►

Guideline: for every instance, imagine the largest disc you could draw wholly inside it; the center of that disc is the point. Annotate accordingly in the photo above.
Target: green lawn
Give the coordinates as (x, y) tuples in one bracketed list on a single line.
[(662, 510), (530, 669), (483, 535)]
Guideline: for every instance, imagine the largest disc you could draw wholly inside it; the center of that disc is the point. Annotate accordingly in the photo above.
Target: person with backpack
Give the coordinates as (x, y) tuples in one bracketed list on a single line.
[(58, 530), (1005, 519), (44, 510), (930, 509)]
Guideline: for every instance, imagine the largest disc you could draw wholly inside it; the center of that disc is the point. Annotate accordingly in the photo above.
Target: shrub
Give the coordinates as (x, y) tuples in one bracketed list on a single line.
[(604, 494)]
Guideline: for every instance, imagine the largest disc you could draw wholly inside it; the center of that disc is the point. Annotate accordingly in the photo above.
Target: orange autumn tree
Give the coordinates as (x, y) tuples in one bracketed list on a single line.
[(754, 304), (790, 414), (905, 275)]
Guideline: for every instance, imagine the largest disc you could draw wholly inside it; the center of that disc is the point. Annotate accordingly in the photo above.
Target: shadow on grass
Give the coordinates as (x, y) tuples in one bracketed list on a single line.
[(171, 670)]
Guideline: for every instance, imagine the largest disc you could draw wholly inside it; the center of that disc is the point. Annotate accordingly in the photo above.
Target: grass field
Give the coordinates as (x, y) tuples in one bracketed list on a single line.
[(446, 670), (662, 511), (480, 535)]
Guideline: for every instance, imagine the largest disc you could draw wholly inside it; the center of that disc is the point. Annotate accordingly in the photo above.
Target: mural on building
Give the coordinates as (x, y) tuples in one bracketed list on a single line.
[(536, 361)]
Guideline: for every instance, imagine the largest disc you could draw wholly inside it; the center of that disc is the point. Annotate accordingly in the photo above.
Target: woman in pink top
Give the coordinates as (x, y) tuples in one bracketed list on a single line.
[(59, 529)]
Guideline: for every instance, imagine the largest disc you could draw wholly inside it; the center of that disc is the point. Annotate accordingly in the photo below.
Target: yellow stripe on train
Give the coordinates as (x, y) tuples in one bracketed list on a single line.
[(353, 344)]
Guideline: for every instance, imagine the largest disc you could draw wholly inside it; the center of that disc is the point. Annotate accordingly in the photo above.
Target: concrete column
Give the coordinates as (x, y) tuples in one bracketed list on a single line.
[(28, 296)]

◄

Exercise brief: Copy, with no alteration, the line that contains "Target: yellow stripe on train" and each remaining line of the listing above.

Problem solution:
Target: yellow stripe on train
Give the coordinates as (x, y) tuples in one bracketed list on a single line.
[(353, 344)]
Guideline: for every instance, imagine the largest disc you could draw wholly inside it; the center of that disc is the point. Annotate accordingly in the photo above.
Target: concrete column
Give the coordinates as (x, y) tuples in one bracketed list on a single line.
[(28, 296)]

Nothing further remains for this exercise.